Task directions: Filter these entries down to lines holding "brown".

┌──

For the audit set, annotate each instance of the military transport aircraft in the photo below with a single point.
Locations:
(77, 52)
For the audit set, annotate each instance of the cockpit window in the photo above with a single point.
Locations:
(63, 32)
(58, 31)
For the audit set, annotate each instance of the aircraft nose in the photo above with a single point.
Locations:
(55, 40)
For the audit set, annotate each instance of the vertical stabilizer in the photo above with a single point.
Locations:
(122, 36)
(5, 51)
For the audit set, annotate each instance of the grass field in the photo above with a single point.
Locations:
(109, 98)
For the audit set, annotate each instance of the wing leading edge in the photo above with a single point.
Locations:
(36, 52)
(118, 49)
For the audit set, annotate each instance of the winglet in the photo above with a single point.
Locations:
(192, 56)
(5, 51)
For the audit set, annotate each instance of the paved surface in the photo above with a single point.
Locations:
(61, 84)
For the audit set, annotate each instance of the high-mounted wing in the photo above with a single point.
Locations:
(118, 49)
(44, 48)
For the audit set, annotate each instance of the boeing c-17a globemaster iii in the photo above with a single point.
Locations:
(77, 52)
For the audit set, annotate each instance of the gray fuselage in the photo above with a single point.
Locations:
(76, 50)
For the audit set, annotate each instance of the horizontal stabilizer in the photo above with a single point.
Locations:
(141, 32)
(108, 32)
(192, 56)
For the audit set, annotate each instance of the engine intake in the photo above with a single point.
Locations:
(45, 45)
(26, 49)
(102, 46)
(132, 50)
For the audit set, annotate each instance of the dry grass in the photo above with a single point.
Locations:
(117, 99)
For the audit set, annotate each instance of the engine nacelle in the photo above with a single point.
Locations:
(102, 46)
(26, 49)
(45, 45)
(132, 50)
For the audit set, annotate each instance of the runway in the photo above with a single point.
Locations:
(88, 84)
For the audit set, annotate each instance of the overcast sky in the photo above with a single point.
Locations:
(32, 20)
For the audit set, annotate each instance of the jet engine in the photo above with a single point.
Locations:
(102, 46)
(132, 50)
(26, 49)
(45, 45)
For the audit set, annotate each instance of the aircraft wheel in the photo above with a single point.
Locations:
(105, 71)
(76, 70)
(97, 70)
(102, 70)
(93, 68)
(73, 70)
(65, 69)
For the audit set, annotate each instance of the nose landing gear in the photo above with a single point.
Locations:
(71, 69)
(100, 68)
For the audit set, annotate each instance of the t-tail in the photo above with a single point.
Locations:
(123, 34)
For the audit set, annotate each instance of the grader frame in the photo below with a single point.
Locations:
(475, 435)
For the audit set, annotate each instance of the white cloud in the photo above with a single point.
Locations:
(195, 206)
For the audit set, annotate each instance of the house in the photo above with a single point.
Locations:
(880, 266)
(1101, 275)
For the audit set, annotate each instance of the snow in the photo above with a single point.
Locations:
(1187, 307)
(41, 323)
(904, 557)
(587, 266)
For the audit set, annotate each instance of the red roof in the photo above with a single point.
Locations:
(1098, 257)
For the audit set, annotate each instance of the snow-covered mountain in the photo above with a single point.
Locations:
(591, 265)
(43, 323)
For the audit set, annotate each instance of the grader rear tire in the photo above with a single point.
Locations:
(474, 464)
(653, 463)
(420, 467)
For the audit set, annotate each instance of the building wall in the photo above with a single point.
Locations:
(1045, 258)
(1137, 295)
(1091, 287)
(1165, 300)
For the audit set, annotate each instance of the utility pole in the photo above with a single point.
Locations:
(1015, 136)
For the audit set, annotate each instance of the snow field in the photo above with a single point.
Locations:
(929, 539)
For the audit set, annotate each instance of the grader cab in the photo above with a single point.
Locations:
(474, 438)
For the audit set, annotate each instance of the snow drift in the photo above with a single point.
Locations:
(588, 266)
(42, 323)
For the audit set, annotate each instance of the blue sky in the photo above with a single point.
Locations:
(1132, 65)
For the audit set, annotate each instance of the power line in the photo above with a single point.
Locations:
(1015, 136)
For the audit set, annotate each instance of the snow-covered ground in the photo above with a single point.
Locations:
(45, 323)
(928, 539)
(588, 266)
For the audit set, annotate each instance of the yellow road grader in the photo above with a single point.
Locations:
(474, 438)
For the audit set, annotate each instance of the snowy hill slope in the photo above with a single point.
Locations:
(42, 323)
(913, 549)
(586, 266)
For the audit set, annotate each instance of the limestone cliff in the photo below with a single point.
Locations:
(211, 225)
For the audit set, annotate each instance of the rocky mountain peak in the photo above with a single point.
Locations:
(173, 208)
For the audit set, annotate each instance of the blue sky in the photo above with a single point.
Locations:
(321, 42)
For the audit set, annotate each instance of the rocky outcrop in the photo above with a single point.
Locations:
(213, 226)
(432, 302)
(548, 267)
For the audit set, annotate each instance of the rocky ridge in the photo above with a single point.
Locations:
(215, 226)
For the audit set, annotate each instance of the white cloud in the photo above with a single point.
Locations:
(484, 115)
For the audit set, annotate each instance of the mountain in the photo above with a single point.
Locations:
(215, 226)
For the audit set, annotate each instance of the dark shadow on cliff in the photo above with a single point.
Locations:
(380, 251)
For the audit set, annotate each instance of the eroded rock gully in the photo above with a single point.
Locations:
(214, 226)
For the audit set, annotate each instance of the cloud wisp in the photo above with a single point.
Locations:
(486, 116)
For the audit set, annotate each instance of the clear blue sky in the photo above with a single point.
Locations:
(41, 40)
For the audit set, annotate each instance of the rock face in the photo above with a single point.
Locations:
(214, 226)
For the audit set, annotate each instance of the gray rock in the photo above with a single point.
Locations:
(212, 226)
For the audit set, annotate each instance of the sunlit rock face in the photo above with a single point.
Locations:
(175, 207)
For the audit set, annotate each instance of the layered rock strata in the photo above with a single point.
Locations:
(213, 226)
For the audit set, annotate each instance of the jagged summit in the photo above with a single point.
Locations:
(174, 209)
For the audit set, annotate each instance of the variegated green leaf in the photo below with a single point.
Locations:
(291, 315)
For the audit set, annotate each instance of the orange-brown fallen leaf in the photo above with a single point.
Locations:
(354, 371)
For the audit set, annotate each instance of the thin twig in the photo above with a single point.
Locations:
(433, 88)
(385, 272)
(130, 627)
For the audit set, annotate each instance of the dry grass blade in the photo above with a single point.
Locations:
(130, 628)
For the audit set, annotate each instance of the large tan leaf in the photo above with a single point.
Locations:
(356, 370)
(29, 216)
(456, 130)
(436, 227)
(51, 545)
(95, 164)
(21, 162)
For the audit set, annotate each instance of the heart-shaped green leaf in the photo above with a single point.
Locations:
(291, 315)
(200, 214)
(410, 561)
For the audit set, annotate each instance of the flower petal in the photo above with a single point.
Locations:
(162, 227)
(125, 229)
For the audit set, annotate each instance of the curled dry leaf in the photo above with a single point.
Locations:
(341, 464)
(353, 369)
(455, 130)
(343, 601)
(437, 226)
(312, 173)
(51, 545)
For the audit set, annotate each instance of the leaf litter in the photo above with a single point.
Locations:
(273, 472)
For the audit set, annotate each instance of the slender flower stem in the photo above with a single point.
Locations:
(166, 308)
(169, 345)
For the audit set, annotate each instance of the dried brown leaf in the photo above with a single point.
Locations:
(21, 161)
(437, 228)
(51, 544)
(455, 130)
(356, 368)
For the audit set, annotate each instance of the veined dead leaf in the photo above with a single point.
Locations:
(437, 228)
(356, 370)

└──

Task output:
For the audit set, annotate each instance of the orange-brown fallen leaf in the photo above with a single point.
For the audit set, annotate each instance of the dried brown leaf in the photo above with a single point.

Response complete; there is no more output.